-------- Provided data --------
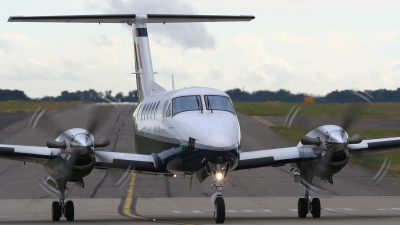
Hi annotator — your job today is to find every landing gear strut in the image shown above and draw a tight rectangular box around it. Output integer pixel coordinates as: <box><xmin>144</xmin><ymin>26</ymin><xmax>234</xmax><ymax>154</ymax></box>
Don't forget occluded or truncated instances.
<box><xmin>210</xmin><ymin>163</ymin><xmax>228</xmax><ymax>223</ymax></box>
<box><xmin>297</xmin><ymin>189</ymin><xmax>321</xmax><ymax>218</ymax></box>
<box><xmin>51</xmin><ymin>182</ymin><xmax>74</xmax><ymax>221</ymax></box>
--------
Could you reproduce all of the data above, including the request lines, with every pixel coordinate in the answer boxes scaled by 2.3 and rounded to whole numbers, halves going up? Leave the picture out, and keep the sample coordinates in the request as they are.

Hi annotator — your job today is to find every landing gear strut in the image shown above and draw a tight rectangular box around it. Output integer pixel coordinates as: <box><xmin>144</xmin><ymin>26</ymin><xmax>234</xmax><ymax>154</ymax></box>
Don't forget occluded or truncated instances.
<box><xmin>483</xmin><ymin>375</ymin><xmax>524</xmax><ymax>513</ymax></box>
<box><xmin>683</xmin><ymin>435</ymin><xmax>738</xmax><ymax>501</ymax></box>
<box><xmin>117</xmin><ymin>419</ymin><xmax>170</xmax><ymax>508</ymax></box>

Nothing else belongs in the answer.